## Exercise goal
Present an exact copy of each line below.
Start of Block
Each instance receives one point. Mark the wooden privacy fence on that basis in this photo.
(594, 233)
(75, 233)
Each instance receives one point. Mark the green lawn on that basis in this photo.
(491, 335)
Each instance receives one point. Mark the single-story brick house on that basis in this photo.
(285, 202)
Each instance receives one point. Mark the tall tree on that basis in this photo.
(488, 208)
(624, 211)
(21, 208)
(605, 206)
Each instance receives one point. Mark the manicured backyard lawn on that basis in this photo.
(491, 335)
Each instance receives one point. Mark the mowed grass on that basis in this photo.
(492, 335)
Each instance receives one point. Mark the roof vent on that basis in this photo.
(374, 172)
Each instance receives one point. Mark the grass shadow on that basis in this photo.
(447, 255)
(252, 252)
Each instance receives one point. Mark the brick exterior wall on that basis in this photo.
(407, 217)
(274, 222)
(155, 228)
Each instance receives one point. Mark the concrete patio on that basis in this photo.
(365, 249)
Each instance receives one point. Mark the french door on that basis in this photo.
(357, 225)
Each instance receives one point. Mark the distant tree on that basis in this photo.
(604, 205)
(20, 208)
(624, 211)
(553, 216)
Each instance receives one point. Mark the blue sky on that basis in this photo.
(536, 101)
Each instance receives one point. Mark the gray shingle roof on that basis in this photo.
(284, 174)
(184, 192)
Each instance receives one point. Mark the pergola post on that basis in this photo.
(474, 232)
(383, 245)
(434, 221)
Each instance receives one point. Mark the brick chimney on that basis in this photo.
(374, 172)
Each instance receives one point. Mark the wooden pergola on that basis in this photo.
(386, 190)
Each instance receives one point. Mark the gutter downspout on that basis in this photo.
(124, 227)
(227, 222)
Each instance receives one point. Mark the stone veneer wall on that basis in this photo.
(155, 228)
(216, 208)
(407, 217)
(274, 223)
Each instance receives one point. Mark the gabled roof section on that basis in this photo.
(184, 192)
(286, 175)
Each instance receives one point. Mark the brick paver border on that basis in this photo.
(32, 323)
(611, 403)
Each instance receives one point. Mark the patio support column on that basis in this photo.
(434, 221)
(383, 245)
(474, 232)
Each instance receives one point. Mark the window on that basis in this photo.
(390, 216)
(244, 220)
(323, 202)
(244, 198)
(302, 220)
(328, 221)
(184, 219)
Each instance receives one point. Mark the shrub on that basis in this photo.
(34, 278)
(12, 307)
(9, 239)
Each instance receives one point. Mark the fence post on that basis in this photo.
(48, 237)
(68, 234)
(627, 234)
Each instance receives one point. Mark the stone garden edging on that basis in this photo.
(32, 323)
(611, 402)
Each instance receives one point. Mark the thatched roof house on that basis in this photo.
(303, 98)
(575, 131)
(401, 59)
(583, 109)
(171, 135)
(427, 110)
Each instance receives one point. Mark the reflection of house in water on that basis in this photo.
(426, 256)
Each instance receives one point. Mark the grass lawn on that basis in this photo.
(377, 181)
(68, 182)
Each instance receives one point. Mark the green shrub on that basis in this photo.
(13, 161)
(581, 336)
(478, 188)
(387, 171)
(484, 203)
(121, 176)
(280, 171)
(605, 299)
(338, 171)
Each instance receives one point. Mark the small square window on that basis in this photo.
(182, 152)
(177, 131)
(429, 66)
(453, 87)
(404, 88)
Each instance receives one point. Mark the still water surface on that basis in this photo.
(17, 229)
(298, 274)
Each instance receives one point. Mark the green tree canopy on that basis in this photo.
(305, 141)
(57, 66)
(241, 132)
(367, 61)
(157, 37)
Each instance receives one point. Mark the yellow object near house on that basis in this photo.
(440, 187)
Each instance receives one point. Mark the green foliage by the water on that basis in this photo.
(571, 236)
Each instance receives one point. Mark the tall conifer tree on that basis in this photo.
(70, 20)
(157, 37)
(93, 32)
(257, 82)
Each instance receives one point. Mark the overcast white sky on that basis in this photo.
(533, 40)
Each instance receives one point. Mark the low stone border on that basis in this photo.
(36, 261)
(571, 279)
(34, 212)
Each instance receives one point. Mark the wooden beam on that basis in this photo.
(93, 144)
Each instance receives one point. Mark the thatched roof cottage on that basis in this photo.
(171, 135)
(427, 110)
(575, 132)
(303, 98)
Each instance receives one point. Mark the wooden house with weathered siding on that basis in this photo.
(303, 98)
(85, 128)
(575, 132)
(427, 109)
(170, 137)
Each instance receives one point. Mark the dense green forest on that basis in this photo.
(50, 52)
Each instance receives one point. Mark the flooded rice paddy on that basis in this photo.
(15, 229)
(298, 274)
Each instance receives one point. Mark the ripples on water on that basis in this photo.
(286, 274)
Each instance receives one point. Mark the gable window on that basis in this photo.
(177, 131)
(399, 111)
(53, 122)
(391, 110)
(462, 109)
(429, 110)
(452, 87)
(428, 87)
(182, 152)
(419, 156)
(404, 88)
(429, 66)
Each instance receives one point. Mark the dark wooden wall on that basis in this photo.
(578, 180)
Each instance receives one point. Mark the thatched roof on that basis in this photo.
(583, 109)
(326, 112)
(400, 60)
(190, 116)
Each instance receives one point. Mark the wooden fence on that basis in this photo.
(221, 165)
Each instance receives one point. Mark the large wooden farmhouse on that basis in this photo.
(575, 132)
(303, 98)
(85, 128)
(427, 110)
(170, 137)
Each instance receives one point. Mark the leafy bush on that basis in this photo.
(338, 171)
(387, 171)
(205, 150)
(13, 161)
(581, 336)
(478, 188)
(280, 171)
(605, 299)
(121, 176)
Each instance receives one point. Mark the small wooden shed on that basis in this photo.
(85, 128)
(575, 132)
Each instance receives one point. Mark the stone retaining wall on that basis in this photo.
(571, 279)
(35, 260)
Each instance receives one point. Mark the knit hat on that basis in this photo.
End of Block
## Answer box
Each instance receives one point. Mark the wooden privacy fence on that basis in this photo.
(594, 233)
(75, 233)
Each instance receives one point. Mark the green lawn on that basis in this photo.
(491, 335)
Each instance receives one point. Mark the single-story brick house on that basis in this photo.
(285, 202)
Each instance receives one point. Mark the tall tree on that basis in this photo.
(488, 208)
(624, 211)
(21, 208)
(605, 206)
Each instance receives one point. Mark the manicured backyard lawn on that basis in this photo.
(491, 335)
Each instance receives one point. Mark the mowed grass on that basis in this photo.
(492, 335)
Each instance receives one point. Mark the roof vent on that basis in this photo.
(374, 172)
Each instance receives one point. Mark the grass shadow on that basis in this photo.
(447, 255)
(252, 252)
Each instance receives one point. Mark the brick exterior wall on that basis in this photo.
(407, 217)
(274, 222)
(155, 228)
Each instance receives one point. Mark the concrete patio on that basis in this photo.
(365, 249)
Each instance receives one point. Mark the french door on that basis in this photo.
(357, 225)
Each instance receives one point. Mark the distant tree on that basis in this photo.
(604, 205)
(20, 208)
(624, 211)
(553, 216)
Each instance receives one point. Mark the blue sky on that basis in this photo.
(536, 101)
Each instance receives one point. Mark the gray shingle roof on that basis in this photo.
(284, 174)
(184, 192)
Each instance receives one point. Mark the pergola post on that basis in this photo.
(474, 232)
(383, 245)
(434, 221)
Each instance receives one point. Mark the brick chimney on that basis in this photo.
(374, 172)
Each instance receives one point. Mark the wooden pergola on that basis in this photo.
(386, 190)
Each instance receives one point. Mark the gutter downspout on that basis in this photo.
(124, 227)
(227, 222)
Each instance receives one point. Mark the stone veneer wall on that basis in this photo.
(155, 228)
(216, 208)
(407, 217)
(274, 223)
Each instance receives one point. Mark the gabled roof section on that basis in this photo.
(184, 192)
(286, 175)
Each instance receives one point. Mark the brick paver border on that basis in this photo.
(32, 323)
(611, 403)
Each instance receives one point. Mark the patio support column on that basis in this photo.
(434, 221)
(383, 245)
(474, 232)
Each instance receives one point. Mark the window on that basis in this photo.
(390, 216)
(244, 220)
(323, 202)
(244, 198)
(302, 220)
(328, 221)
(184, 219)
Each instance receives one point. Mark the shrub on that basis in this photo.
(34, 278)
(12, 307)
(9, 239)
Each instance receives one point. Mark the fence post on that basis in this photo.
(48, 237)
(68, 234)
(627, 234)
Each instance receives one point. Mark the stone garden edging on that basis in this photo.
(32, 323)
(611, 402)
Each instance receives one point. Mark the thatched roof house on that basis in this photo.
(303, 98)
(575, 131)
(401, 59)
(583, 109)
(171, 135)
(427, 110)
Each instance receives one point. Mark the reflection of house in water on that basis in this photo.
(426, 256)
Each instance receives one point. Mark the grass lawn on that basis in this photo.
(377, 181)
(68, 182)
Each instance receives one point. Mark the green shrub on that basis in this photo.
(13, 161)
(581, 336)
(478, 188)
(387, 171)
(484, 203)
(121, 176)
(280, 171)
(605, 299)
(338, 171)
Each instance receives one point. Mark the small square window on that basis in this photo.
(182, 152)
(177, 131)
(429, 66)
(453, 87)
(404, 88)
Each instance receives one point. Mark the still water surface on that basis in this photo.
(17, 229)
(298, 274)
Each instance receives one point. Mark the green tree canopy on that basis in this photo.
(305, 141)
(57, 66)
(241, 132)
(367, 61)
(157, 37)
Each instance receives one point. Mark the yellow object near house on that basis in this photo.
(440, 187)
Each instance receives one point. Mark the green foliage by the water on that basis in this photo.
(571, 236)
Each instance receives one point. Mark the tall conifer tree on that basis in this photo.
(70, 20)
(157, 37)
(93, 32)
(257, 82)
Each instance receives one point. Mark the overcast white sky on that basis in this photo.
(533, 40)
Each instance receives one point. Mark the low stone border on that basis in this photo.
(36, 261)
(571, 279)
(34, 212)
Each instance receives one point. Mark the wooden beam on that basis in this photo.
(93, 144)
Each instance receives one point. Mark the thatched roof cottage on that basis in this photo.
(171, 135)
(427, 110)
(575, 132)
(303, 98)
Each instance receives one point. Mark the wooden house with weathered siding on that basis in this photo.
(303, 98)
(85, 128)
(575, 132)
(427, 109)
(170, 137)
Each instance receives one point. Mark the dense green forest on that basis in this photo.
(50, 52)
Each instance receives one point. Mark the flooded rice paddy on that basis in this photo.
(15, 229)
(298, 274)
Each instance receives one point. Mark the ripples on water on that basis in this photo.
(286, 274)
Each instance receives one point. Mark the gable window on that basis in this photo.
(177, 131)
(399, 111)
(53, 122)
(391, 110)
(462, 109)
(429, 110)
(452, 87)
(428, 87)
(182, 152)
(419, 156)
(404, 88)
(429, 66)
Each instance receives one point. Mark the dark wooden wall on that basis in this photo.
(578, 180)
Each instance receives one point. Mark the thatched roof on that basis in this photo.
(583, 109)
(326, 112)
(400, 60)
(190, 116)
Each instance receives one point. Mark the wooden fence on that basis in this photo.
(221, 165)
Each instance receives one point. Mark the large wooden farmhouse on that basis in this photo.
(575, 132)
(303, 98)
(85, 128)
(427, 110)
(170, 137)
Each instance receives one point. Mark the leafy bush on that basis in this photo.
(338, 171)
(387, 171)
(205, 150)
(13, 161)
(581, 336)
(478, 188)
(280, 171)
(605, 299)
(121, 176)
Each instance receives one point. Mark the small wooden shed on that basis in this photo.
(85, 128)
(575, 132)
Each instance receives one point. Mark the stone retaining wall on that basis in this photo.
(571, 279)
(35, 260)
Each instance receives one point. Mark the knit hat on that basis in this photo.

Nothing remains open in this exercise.